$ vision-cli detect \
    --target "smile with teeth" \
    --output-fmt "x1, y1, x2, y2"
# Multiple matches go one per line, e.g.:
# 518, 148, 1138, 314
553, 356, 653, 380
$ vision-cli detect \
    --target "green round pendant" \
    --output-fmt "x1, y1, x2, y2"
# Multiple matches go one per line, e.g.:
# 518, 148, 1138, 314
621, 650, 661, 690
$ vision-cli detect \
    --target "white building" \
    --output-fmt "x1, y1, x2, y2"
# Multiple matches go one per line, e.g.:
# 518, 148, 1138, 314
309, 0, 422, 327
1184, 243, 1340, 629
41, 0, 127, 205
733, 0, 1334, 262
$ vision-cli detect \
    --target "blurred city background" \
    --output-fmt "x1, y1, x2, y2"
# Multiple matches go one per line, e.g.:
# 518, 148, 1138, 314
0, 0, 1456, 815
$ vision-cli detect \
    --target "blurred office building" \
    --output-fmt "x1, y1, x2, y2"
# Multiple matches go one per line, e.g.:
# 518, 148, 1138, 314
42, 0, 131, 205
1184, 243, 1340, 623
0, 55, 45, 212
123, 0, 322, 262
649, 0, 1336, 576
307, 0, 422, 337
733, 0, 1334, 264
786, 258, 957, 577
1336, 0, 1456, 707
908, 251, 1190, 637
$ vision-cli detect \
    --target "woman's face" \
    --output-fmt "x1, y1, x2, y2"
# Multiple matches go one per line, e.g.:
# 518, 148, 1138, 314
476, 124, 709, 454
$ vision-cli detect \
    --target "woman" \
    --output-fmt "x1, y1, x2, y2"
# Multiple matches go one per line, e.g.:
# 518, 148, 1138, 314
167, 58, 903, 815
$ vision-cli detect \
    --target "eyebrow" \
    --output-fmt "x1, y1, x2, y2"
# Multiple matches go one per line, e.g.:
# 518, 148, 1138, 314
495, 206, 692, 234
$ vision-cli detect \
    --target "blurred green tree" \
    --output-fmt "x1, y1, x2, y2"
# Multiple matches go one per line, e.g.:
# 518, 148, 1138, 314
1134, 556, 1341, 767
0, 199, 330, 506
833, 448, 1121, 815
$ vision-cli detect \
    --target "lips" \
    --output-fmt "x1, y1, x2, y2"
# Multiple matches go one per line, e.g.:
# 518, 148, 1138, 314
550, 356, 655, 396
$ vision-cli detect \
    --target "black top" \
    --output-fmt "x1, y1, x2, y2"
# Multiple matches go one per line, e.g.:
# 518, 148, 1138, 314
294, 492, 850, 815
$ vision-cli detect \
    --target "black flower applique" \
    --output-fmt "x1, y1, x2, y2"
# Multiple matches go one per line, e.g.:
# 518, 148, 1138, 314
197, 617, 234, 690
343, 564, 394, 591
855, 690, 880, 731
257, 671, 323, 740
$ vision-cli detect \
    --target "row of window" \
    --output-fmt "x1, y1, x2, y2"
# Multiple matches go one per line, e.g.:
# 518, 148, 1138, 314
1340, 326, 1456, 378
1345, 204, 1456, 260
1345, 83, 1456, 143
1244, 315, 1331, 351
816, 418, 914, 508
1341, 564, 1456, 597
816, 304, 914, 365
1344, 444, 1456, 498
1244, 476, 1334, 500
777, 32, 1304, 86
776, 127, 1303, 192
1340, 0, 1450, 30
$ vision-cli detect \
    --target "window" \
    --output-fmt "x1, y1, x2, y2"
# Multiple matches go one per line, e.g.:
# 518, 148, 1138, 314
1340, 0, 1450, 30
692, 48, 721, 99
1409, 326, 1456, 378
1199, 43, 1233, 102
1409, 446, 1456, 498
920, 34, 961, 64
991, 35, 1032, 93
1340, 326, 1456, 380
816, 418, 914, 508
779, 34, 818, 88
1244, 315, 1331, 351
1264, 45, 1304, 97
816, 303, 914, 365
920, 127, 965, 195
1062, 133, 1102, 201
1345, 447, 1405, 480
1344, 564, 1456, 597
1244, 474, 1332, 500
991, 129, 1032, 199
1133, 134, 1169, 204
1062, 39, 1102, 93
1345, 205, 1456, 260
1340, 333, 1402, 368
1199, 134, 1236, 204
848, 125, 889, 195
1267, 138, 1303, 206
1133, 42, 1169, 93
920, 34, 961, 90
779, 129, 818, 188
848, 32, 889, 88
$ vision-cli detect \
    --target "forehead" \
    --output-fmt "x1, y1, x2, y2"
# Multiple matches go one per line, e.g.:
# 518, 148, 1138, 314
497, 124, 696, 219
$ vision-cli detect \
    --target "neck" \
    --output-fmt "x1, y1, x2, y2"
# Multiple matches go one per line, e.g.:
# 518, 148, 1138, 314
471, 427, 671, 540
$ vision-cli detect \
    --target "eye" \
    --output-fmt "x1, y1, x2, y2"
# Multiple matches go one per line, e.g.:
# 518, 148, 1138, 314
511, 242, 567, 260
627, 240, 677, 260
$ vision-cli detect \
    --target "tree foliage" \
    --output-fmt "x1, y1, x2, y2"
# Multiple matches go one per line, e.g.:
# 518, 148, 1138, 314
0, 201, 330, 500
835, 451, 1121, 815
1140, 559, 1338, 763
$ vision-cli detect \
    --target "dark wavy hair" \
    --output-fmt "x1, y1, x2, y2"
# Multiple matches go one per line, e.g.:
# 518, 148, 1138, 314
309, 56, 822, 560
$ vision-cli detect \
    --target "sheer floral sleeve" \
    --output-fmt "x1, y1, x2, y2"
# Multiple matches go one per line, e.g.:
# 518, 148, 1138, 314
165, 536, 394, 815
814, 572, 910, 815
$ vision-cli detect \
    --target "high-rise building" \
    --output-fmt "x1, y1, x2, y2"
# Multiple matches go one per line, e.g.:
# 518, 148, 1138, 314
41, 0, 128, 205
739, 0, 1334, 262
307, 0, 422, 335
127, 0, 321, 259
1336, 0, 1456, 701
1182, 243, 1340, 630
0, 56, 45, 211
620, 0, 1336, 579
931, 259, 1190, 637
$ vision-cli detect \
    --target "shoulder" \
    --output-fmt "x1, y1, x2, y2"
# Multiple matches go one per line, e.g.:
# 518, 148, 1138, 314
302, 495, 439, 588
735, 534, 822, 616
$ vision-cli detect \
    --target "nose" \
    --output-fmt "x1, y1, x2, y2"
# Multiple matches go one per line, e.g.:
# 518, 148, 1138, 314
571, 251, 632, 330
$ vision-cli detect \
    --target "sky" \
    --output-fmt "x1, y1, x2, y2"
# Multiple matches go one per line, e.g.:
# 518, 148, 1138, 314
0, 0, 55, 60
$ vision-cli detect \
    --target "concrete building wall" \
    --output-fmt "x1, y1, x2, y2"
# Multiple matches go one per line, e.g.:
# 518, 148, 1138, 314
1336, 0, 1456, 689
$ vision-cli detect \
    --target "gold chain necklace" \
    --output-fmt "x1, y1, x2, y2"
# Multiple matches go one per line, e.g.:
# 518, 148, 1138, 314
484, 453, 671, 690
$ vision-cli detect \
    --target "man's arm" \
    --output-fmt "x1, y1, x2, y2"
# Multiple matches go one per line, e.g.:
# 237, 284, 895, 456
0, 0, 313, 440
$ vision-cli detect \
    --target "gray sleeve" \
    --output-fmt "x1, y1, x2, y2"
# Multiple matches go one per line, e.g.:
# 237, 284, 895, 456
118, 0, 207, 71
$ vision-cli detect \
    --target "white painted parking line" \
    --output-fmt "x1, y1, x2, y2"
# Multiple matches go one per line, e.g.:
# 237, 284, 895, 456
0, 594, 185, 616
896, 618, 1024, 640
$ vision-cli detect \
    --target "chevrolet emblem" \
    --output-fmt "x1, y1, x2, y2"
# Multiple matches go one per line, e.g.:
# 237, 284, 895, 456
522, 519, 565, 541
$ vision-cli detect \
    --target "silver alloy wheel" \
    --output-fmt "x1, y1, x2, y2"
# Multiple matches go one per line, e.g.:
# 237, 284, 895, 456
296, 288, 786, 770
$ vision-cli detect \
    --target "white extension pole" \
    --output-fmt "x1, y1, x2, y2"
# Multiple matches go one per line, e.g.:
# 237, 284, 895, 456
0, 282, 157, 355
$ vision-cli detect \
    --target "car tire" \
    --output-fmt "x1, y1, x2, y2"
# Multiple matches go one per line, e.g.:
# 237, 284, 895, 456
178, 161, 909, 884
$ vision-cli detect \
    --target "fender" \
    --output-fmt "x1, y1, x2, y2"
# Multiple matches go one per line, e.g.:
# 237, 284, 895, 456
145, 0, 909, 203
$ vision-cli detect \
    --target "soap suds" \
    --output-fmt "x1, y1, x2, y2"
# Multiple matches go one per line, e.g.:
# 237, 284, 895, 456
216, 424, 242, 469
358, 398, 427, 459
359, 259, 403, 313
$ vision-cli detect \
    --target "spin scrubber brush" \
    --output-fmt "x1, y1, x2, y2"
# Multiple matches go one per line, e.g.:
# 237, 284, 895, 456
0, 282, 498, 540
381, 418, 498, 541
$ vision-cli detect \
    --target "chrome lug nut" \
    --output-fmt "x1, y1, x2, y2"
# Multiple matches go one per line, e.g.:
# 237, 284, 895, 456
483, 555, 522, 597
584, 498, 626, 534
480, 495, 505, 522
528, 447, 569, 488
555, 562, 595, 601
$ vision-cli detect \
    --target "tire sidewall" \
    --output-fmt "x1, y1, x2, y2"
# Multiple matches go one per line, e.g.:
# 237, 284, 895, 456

━━━━

*Stated problem*:
Format the stretch of the listing from its first line through the line containing "733, 0, 1334, 262", both ends included, as a Markdown table with the columns Row and Line. Number the rows, give one listing line per row, and leave out blank lines.

*Solution for this problem*:
| Row | Line |
|---|---|
| 1 | $ vision-cli detect \ |
| 2 |     --target "smile with teeth" \ |
| 3 |     --output-fmt "x1, y1, x2, y2" |
| 4 | # Multiple matches go one per line, e.g.: |
| 5 | # 518, 148, 1138, 314 |
| 6 | 553, 356, 653, 380 |
| 7 | $ vision-cli detect \ |
| 8 |     --target "green round pendant" \ |
| 9 |     --output-fmt "x1, y1, x2, y2" |
| 10 | # Multiple matches go one per line, e.g.: |
| 11 | # 518, 148, 1138, 314 |
| 12 | 621, 650, 661, 690 |
| 13 | $ vision-cli detect \ |
| 14 |     --target "white building" \ |
| 15 |     --output-fmt "x1, y1, x2, y2" |
| 16 | # Multiple matches go one per line, e.g.: |
| 17 | # 518, 148, 1138, 314 |
| 18 | 309, 0, 422, 327 |
| 19 | 1184, 243, 1340, 629 |
| 20 | 41, 0, 127, 205 |
| 21 | 733, 0, 1334, 262 |